(WHAT TO WORK ON) Continue the application-layer chapter notes from the point where they stop.

(DOCUMENT EXTRACT)
=======

Chapter 2: Application Layer

Table of Contents

  • 2.1 Principles of Network Applications
    • 2.1.1 Network Application Architectures
    • 2.1.2 Process Communicating
    • 2.1.3 Transport Services Available to Applications
    • 2.1.4 Transport Services Provided by the Internet
    • 2.1.5 Application-Layer Protocols
    • 2.1.6 Network Applications Covered in This Book
  • 2.2 The Web and HTTP
    • 2.2.1 Overview of HTTP
    • 2.2.2 Non-Persistent and Persistent Connections
    • 2.2.3 HTTP Message Format
    • 2.2.4 User-Server Interaction: Cookies
    • 2.2.5 Web Caching
    • 2.2.6 The Conditional Get
  • 2.3 File Transfer: FTP
  • 2.4 Electronic Mail in the Internet
  • 2.5 DNS The Internet’s Directory Service
  • 2.6 Peer-to-Peer Applications
  • 2.7 Socket Programming: Creating Network Applications
  • 2.8 Summary

2.1 Principles of Network Applications

  • Software you write should not need to actually have to be directly interact with network-core devices
  • 2.1.1 Network Application Architectures
    • Application architecture is distinctly different from the network architecture (5 layer)

=======

(DATA RECORDS)

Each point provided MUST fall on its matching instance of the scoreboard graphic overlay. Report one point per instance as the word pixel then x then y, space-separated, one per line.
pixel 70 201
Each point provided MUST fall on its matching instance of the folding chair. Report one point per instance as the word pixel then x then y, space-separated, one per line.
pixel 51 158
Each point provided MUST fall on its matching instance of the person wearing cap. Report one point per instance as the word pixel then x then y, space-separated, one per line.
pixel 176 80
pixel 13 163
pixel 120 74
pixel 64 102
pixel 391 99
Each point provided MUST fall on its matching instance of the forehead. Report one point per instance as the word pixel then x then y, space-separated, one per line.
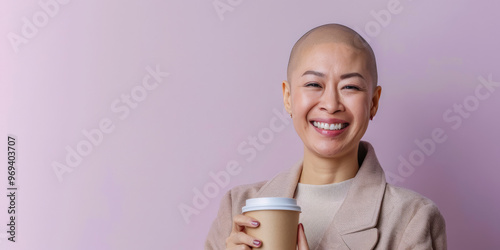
pixel 332 57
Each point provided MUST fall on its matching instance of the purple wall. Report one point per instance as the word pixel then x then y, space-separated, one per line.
pixel 74 70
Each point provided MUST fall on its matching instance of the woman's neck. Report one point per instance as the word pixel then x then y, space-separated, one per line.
pixel 317 170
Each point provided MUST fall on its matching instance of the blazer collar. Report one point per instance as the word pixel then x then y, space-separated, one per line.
pixel 358 215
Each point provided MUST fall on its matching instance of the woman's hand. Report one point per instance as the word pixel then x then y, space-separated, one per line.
pixel 238 239
pixel 301 239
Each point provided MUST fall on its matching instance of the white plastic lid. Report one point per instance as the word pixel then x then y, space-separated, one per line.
pixel 271 203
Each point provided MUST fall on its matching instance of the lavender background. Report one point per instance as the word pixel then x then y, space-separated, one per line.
pixel 224 86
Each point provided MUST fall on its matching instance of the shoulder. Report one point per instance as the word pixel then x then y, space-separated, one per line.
pixel 408 200
pixel 416 219
pixel 404 206
pixel 406 197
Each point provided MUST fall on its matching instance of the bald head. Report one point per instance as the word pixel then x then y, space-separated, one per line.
pixel 332 33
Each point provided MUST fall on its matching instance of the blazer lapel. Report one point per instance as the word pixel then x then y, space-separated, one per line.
pixel 357 217
pixel 283 184
pixel 353 226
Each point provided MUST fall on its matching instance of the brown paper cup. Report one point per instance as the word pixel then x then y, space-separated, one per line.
pixel 278 217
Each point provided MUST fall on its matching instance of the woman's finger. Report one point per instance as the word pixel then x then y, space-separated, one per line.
pixel 241 240
pixel 241 221
pixel 301 239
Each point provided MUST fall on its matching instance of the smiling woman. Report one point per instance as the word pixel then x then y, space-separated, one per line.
pixel 331 95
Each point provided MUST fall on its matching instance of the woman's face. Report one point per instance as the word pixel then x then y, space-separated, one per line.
pixel 331 96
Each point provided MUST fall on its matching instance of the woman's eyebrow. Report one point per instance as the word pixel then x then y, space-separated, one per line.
pixel 349 75
pixel 344 76
pixel 312 72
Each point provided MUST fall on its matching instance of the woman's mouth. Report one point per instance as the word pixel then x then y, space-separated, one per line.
pixel 328 126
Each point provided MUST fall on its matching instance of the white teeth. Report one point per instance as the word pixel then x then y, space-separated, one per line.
pixel 333 126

=======

(THE RESULT)
    • For a application developer all lower layers act as services
    • The application architecture is designed by the developer and is structured on end systems to the developer’s desires
    • There are 2 major types of architectures client-server and P2P
      • Capture.PNG
      • Client-Server Architecture
        • Always-on host which acts as the server
          • Servers have a fixed IP address
        • Servers are often collections of servers in a data center that act together as one virtual server
        • Clients do not directly contact each other
        • Clients only contact the server
      • Peer-to-Peer Architecture
        • Peers directly communicate with each other
        • Little to no reliance on dedicated server
      • Client-Server vs P2P?
        • P2P offers self-scalability
          • For each client that’s added it will also serve as a “server” to offer connections to other clients
        • P2P is harder to secure because peers have direct access to each other
  • 2.1.2 Processes Communicating
    • Processes on end systems communicate with each other using application level messages
    • Client and Server Processes
      • Network applications consist of pairs of processes that send messages to each other over a network
      • One of these is the client and the other is the server
    • The Interface Between the Process and the Computer Network
      • Capture.PNG
      • Processes receive and send messages through the network through a software interface called a socket
        • Think about this as the door to a house all things in and out must go through that door
      • A socket has its own API between application and network
      • This means that application developers only have access to what the API gives access to and thus there is very little control over the network components
    • Addressing Processes
      • Two pieces of information are required to identify a receiving process
        1. Address of host (IP address)
        2. An identifier that specifies the receiving process in the destination host (port number)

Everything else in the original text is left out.